Extracted records —

_ _ _

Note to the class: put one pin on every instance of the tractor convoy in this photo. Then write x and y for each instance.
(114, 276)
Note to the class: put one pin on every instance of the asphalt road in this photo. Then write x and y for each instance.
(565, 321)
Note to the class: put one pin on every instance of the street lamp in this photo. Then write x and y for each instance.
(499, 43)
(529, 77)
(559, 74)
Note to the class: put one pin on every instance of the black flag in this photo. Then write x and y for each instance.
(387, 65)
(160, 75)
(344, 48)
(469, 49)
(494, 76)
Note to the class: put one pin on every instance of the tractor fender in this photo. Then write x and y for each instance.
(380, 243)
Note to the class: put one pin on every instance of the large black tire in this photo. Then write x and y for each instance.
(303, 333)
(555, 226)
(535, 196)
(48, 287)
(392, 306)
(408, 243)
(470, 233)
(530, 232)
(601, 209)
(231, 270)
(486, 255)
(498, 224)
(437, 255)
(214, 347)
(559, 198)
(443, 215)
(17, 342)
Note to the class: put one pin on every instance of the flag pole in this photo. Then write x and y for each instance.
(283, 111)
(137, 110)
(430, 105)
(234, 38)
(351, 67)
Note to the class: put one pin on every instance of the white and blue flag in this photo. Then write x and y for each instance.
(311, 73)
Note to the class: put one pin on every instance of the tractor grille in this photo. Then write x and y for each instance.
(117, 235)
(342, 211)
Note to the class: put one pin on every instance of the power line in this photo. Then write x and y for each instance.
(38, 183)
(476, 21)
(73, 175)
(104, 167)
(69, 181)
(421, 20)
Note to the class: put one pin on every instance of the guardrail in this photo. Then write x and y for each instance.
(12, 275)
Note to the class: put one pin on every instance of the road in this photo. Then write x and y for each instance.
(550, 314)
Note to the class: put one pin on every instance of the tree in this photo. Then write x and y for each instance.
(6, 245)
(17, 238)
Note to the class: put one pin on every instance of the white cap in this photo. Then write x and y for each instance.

_ _ _

Give back every entry above, complete and exact.

RESPONSE FOR THIS EXERCISE —
Note to the class: put one pin on every instance of the tractor convoy in this photo. Then write x and y for each instance.
(114, 276)
Note to the class: put one pin on every instance of the asphalt road in this photo. Then write x and y for each instance.
(565, 321)
Note to the class: put one pin on every instance of the street lamp in this photo. Then write x and y for each instance.
(499, 43)
(529, 77)
(559, 74)
Note to the class: put one pin on every instance of the black flag in this photo. Then write x and y for each instance.
(387, 65)
(160, 75)
(344, 48)
(469, 49)
(494, 76)
Note to the class: put one pin on every instance of the tractor fender in this photo. Then write x and y for each instance.
(380, 243)
Note to the class: put one pin on every instance of the large black tire in this photo. Then write x and y for each instance.
(303, 333)
(555, 226)
(535, 196)
(48, 287)
(392, 306)
(408, 243)
(470, 233)
(530, 232)
(601, 209)
(231, 270)
(486, 255)
(498, 224)
(437, 255)
(214, 347)
(559, 198)
(443, 215)
(17, 342)
Note to the class: put one pin on every instance of the flag pole in this photo. Then write x and y for each instance.
(283, 111)
(137, 110)
(430, 105)
(234, 38)
(351, 67)
Note to the class: put one pin on every instance of the white and blue flag in this photo. Then write x and y for each instance.
(311, 73)
Note to the class: put one pin on every instance of the tractor grille in this photo. Then write x and y for each instance.
(117, 235)
(342, 211)
Note to the class: put one pin on every instance of the power line in this photo. Then write x and y for each instance.
(38, 183)
(476, 21)
(73, 175)
(104, 167)
(69, 181)
(421, 20)
Note to the class: put one pin on every instance of the guardrail in this photo. Then write x and y for each instance.
(12, 275)
Note to the class: put one pin on every instance of the road in this photo. Then write x and y for each instance.
(550, 314)
Note to the class: put one pin on every instance of the tree in this photo. Then write x and y for each instance.
(6, 245)
(17, 238)
Note to the class: put one pin on every instance of the white cap in this photo. Then write x and y for each instance.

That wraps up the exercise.